CHALLENGE: Count the rows below that contain the string "goalpost", treating uppercase and lowercase as different, and give only the number.

EXCERPTED DATA:
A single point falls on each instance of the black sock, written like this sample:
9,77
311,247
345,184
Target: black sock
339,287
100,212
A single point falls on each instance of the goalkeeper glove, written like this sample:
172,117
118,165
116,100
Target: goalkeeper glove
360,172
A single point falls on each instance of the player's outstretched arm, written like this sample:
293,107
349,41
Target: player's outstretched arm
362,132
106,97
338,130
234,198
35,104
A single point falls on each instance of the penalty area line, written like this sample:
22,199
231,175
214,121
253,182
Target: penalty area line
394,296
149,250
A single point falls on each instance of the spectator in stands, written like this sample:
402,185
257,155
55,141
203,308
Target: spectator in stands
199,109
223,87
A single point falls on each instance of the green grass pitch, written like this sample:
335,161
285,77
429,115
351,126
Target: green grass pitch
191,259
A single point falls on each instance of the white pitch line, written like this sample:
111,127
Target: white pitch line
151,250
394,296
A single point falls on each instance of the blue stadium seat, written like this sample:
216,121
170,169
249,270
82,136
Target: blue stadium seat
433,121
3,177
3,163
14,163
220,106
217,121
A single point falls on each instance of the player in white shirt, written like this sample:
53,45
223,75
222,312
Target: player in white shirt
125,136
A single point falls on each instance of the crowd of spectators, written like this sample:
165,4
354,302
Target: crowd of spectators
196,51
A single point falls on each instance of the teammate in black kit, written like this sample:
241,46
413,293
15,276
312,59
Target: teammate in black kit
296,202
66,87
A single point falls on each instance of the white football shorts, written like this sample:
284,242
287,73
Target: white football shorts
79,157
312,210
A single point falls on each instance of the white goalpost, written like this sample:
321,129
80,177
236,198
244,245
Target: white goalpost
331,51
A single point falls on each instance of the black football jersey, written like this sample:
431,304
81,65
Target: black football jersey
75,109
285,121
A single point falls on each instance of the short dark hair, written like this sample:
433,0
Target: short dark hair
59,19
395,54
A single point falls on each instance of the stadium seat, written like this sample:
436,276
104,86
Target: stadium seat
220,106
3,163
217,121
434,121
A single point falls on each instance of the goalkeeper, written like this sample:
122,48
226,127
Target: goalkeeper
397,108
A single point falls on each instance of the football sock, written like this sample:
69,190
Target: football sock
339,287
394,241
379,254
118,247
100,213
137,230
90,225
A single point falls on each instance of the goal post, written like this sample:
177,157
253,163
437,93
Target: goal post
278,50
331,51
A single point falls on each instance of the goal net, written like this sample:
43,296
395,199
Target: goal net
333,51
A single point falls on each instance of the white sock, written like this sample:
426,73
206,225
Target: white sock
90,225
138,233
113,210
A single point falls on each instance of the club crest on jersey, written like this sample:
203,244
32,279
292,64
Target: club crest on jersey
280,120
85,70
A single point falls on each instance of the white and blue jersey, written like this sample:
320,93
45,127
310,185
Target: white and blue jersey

--

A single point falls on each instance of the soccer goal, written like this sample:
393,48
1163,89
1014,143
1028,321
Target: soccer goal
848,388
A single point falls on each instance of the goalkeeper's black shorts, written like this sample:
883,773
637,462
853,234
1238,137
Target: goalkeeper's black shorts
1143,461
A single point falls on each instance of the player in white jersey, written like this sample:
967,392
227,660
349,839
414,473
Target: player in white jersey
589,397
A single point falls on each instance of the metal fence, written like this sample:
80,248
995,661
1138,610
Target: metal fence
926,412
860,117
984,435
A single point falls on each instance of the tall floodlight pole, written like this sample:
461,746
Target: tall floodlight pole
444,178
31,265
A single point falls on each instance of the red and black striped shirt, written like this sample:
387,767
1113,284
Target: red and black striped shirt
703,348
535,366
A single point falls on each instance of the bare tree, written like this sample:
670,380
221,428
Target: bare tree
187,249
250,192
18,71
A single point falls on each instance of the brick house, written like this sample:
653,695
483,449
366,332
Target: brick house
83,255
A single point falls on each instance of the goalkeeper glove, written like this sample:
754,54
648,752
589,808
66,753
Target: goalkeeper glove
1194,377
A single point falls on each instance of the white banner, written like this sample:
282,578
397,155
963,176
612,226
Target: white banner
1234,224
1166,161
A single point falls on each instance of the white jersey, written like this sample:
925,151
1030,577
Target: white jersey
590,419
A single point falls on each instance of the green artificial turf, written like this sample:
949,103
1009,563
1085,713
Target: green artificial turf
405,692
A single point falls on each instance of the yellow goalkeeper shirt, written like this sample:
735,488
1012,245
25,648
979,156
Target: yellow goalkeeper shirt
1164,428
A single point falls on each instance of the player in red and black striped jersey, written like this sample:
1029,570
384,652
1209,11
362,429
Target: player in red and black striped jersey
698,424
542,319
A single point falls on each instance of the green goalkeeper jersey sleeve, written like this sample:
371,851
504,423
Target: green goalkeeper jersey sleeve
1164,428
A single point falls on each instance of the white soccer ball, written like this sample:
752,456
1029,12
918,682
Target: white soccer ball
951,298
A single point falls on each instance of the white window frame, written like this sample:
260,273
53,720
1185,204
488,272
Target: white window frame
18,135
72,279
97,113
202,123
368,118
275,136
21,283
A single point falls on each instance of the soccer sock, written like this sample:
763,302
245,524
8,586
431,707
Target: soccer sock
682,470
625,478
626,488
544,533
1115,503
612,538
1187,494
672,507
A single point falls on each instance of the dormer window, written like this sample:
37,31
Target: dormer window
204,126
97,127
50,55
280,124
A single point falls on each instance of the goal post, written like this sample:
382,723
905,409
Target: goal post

EXERCISE RESPONSE: 2